▶ _Source material_
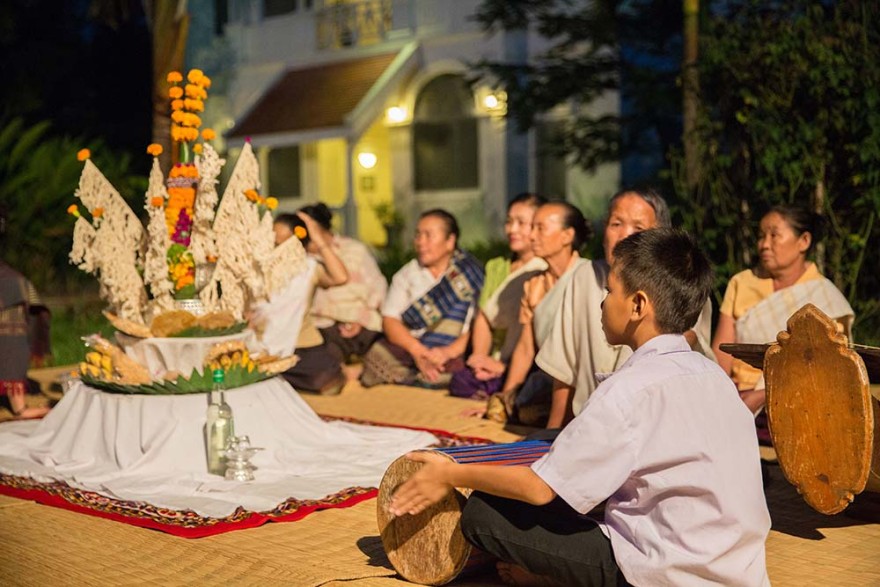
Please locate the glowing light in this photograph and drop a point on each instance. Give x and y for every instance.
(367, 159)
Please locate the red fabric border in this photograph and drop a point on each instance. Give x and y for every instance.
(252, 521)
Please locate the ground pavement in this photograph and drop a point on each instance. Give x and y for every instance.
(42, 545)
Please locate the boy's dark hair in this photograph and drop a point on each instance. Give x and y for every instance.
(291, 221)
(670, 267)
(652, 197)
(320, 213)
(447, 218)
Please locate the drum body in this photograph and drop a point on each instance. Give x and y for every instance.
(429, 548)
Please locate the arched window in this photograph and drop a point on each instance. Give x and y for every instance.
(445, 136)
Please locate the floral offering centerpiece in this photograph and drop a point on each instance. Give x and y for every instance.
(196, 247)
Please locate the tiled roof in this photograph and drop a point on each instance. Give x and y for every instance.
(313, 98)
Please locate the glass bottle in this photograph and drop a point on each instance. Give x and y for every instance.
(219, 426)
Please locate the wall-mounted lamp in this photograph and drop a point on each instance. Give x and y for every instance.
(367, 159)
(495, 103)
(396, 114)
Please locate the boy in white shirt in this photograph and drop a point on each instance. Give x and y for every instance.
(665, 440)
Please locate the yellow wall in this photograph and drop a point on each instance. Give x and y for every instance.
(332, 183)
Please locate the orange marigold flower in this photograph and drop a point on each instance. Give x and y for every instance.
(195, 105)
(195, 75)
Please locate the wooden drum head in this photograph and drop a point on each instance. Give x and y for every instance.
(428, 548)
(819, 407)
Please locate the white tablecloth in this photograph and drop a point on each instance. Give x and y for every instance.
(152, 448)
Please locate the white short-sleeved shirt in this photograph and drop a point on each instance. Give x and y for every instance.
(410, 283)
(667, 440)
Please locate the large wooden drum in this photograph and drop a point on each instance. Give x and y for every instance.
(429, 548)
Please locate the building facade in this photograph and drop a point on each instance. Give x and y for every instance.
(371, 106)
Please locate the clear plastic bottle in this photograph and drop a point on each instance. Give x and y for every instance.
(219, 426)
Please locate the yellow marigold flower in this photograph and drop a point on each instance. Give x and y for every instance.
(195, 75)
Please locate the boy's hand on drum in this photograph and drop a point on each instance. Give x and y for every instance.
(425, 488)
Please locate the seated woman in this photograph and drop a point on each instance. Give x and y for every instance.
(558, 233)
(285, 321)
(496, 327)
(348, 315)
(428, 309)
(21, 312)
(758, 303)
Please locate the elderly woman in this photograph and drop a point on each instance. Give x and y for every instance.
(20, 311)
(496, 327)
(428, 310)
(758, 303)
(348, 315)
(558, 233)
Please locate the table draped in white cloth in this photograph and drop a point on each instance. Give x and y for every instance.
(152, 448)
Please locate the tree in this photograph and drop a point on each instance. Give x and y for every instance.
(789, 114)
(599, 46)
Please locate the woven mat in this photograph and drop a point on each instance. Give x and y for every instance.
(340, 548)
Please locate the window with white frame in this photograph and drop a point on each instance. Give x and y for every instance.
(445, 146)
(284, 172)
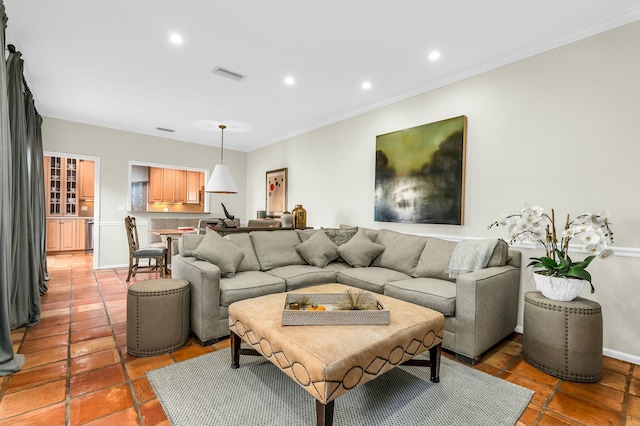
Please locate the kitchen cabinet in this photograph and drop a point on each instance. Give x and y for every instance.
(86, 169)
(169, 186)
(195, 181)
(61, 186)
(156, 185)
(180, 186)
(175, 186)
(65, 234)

▶ _Set exercise_
Recast all the rows above as a JSON list of strings, one string per line, skipping blank lines. Leave the pictures out.

▶ _The output_
[
  "Please locate the glowing light in this photograph and drop a point on each instance. Give x and y for every instance.",
  "(367, 159)",
  "Please locate the red fabric border in this photograph and drop a point on each instance. Give x and y for every instance.",
  "(252, 521)",
  "Please locate the ground pavement in this photograph and drop a point on each instance. Give x and y for every instance.",
  "(42, 545)",
  "Please locate the boy's dark hair in this photograph and drop a point on each instance. Give x and y for every instance.",
  "(291, 221)",
  "(670, 267)",
  "(652, 197)",
  "(320, 213)",
  "(447, 218)",
  "Please locate the drum body in this photograph and drop a point on each instance. Give x and y for every instance.",
  "(429, 548)",
  "Please locate the arched window in this photograph and drop a point on each instance. Give x and y for every instance.",
  "(445, 136)",
  "Please locate the floral offering centerpiece in this photograph and drop a point on each instance. Give x and y for every instance.",
  "(196, 247)",
  "Please locate the tiled roof in this photograph and drop a point on each instance. Give x and y for every instance.",
  "(313, 98)",
  "Please locate the glass bottle in this photograph and drop a point on each instance. Give x and y for every instance.",
  "(219, 426)",
  "Please locate the wall-mounted lamp in this photograph and drop a point on each instance. Give x and y for every instance.",
  "(367, 159)",
  "(495, 103)",
  "(396, 114)",
  "Please locate the boy in white shirt in this photograph and drop a point on each instance. Give x and y for every instance.",
  "(665, 440)",
  "Please locate the yellow wall in this photograph and drop a point on each instance. Give x and y for every instance.",
  "(332, 183)",
  "Please locate the orange marigold flower in this photograph and drop a point on each instance. Give x and y for every instance.",
  "(195, 105)",
  "(195, 75)",
  "Please locate the wooden drum head in this photograph and drop a point on each instance. Give x and y for every instance.",
  "(428, 548)",
  "(819, 407)",
  "Please locate the white tablecloth in this photograph and drop a point on each instance. Give x and y for every instance.",
  "(152, 448)",
  "Please locate the white short-sleeved shirt in this photograph and drop a point on each instance. Give x and y for every instance.",
  "(410, 283)",
  "(667, 440)",
  "Please locate the large wooden drum in this photograph and drop a point on each instance. Give x and y for every instance.",
  "(429, 548)",
  "Please locate the building facade in this photograph and drop a point on each instance. Give x and y for every instance.",
  "(371, 106)",
  "Please locate the clear plastic bottle in this photograph and drop a point on each instance. Give x and y for every instance.",
  "(219, 426)",
  "Please locate the yellow marigold flower in this photograph and drop a point on each instance. Give x and y for every instance.",
  "(195, 75)",
  "Please locate the boy's hand on drum in this photograph and drop a point on each instance. Give x and y for every instance.",
  "(425, 488)",
  "Please locate the seated woman in this photograph and drop a point on each instance. Give x and y for every instance.",
  "(558, 233)",
  "(285, 321)",
  "(496, 327)",
  "(348, 315)",
  "(428, 309)",
  "(21, 312)",
  "(758, 303)",
  "Please locate the elderly woman in this photograph and drop a point on each instance. Give x and y for every instance.",
  "(20, 311)",
  "(496, 327)",
  "(428, 310)",
  "(758, 303)",
  "(348, 315)",
  "(558, 233)",
  "Please locate the table draped in white cloth in this photograph and drop a point on each instance. Give x and y for every instance.",
  "(152, 448)",
  "Please locate the tree in this photograph and drop a point on each instance. Give x and y for every instance.",
  "(789, 114)",
  "(599, 46)",
  "Please locate the woven mat in this photograph and drop a point on each instance. Give x and y for every instance.",
  "(340, 548)",
  "Please locate the window with white frame in this photograph and drop a point on each instance. Give x and y for every instance.",
  "(445, 146)",
  "(284, 172)",
  "Please locate the kitchen cabinet in this photograph and drop a point on each instance. Give x and y for every instance.",
  "(86, 169)",
  "(169, 186)",
  "(195, 181)",
  "(61, 186)",
  "(156, 185)",
  "(180, 186)",
  "(175, 186)",
  "(65, 234)"
]